WORK ITEM
Would you return, word for word, the lines of the data below from the line with "rough mask: <svg" through the line with "box: [389, 680, 592, 800]", and no others?

GIVEN INFORMATION
*****

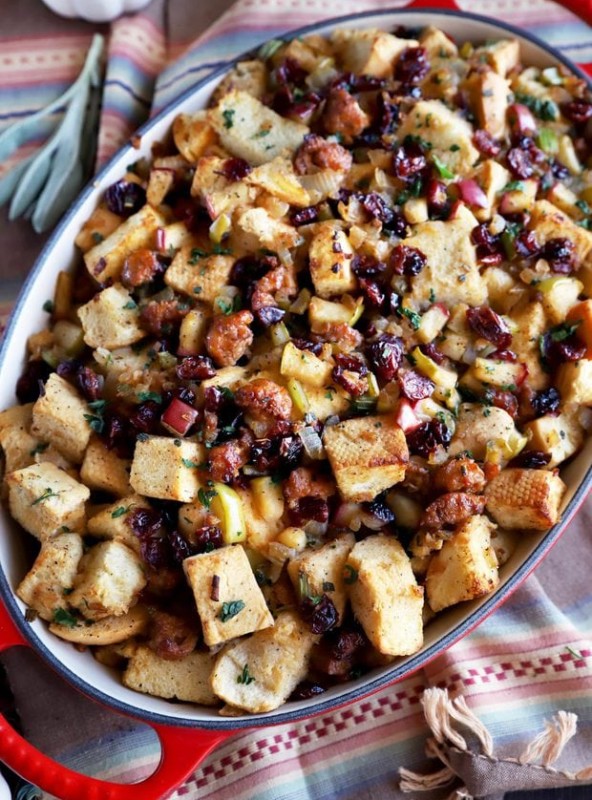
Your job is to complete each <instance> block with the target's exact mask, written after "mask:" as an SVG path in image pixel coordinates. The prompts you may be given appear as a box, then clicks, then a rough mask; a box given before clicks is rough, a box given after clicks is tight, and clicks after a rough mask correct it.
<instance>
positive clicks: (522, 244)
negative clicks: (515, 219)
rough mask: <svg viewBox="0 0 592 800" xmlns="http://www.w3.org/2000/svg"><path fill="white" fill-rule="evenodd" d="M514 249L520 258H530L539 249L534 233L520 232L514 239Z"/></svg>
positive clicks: (528, 232) (531, 232) (533, 254)
mask: <svg viewBox="0 0 592 800" xmlns="http://www.w3.org/2000/svg"><path fill="white" fill-rule="evenodd" d="M514 249H515V250H516V253H517V254H518V255H519V256H520V257H521V258H531V257H532V256H534V255H536V254H537V253H538V252H539V250H540V249H541V248H540V245H539V243H538V241H537V238H536V236H535V233H534V231H520V233H519V234H518V236H516V238H515V239H514Z"/></svg>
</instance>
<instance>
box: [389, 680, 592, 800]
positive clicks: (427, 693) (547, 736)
mask: <svg viewBox="0 0 592 800" xmlns="http://www.w3.org/2000/svg"><path fill="white" fill-rule="evenodd" d="M421 702H422V705H423V711H424V716H425V719H426V723H427V725H428V727H429V729H430V732H431V734H432V735H431V737H430V738H428V739H427V741H426V746H425V750H426V755H427V756H428V757H429V758H435V759H438V760H439V761H440V762H441V763H442V764H444V766H443V767H442V768H440V769H438V770H435V771H433V772H430V773H427V774H423V773H419V772H413V771H412V770H408V769H406V768H405V767H402V768H400V769H399V775H400V778H401V780H400V782H399V788H400V789H401V791H402V792H405V793H409V792H427V791H430V790H432V789H440V788H443V787H445V786H448V785H450V784H451V783H452V782H453V781H454V780H456V779H458V778H459V776H458V774H457V773H456V772H455V771H454V769H453V768H452V766H451V764H450V761H449V759H448V756H447V752H446V749H447V748H448V747H452V748H454V749H456V750H458V751H461V752H463V753H468V752H471V751H470V750H469V746H468V745H467V742H466V740H465V738H464V736H463V735H462V734H461V733H460V732H459V731H458V730H457V729H456V727H455V725H456V724H461V725H462V726H464V727H465V728H466V729H467V730H468V731H470V732H471V733H472V734H473V735H474V736H476V737H477V739H478V740H479V744H480V752H478V753H473V755H475V756H476V757H478V758H486V759H490V760H492V761H499V760H505V761H508V762H513V763H514V764H520V765H524V766H529V767H538V768H539V769H545V770H546V771H547V772H553V773H558V774H561V775H564V776H565V777H566V778H567V779H569V780H572V781H576V780H577V781H584V780H589V779H590V778H592V765H591V766H589V767H586V768H584V769H582V770H580V771H579V772H577V773H575V774H574V773H572V772H564V771H560V770H557V769H555V768H554V767H553V764H554V763H555V762H556V761H557V759H558V758H559V757H560V756H561V754H562V752H563V750H564V748H565V746H566V745H567V744H568V742H569V741H570V740H571V739H572V738H573V737H574V736H575V734H576V732H577V721H578V718H577V715H576V714H572V713H571V712H567V711H558V712H557V714H555V715H554V716H553V717H552V718H551V720H546V721H545V728H544V730H543V731H541V732H540V733H539V734H537V736H535V738H534V739H533V740H532V741H531V742H530V743H529V744H528V745H527V746H526V747H525V749H524V750H523V752H522V753H521V755H520V756H519V757H518V758H511V757H510V758H506V759H498V758H496V756H495V755H494V752H493V738H492V736H491V734H490V732H489V730H488V729H487V727H486V726H485V725H484V724H483V723H482V722H481V720H480V719H479V718H478V717H477V716H476V714H475V713H474V712H473V711H471V709H470V708H469V707H468V705H467V703H466V700H465V698H464V697H462V696H458V697H455V698H450V697H449V695H448V691H447V690H446V689H437V688H430V689H426V690H425V691H424V693H423V697H422V700H421ZM461 798H463V800H473V796H472V795H471V794H470V793H469V791H468V789H467V788H466V787H465V786H461V787H460V788H457V789H454V790H453V791H452V793H451V794H450V795H449V796H448V797H447V799H446V800H461Z"/></svg>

*****

SOLVED EXERCISE
rough mask: <svg viewBox="0 0 592 800" xmlns="http://www.w3.org/2000/svg"><path fill="white" fill-rule="evenodd" d="M514 249L520 258H530L539 249L534 233L520 232L514 239Z"/></svg>
positive clicks: (528, 232) (531, 232) (533, 254)
mask: <svg viewBox="0 0 592 800" xmlns="http://www.w3.org/2000/svg"><path fill="white" fill-rule="evenodd" d="M514 249H515V250H516V253H517V254H518V255H519V256H520V257H521V258H531V257H532V256H534V255H536V254H537V253H538V252H539V250H540V249H541V248H540V245H539V243H538V241H537V238H536V236H535V233H534V231H520V233H519V234H518V236H516V238H515V239H514Z"/></svg>
</instance>
<instance>
box: [389, 680, 592, 800]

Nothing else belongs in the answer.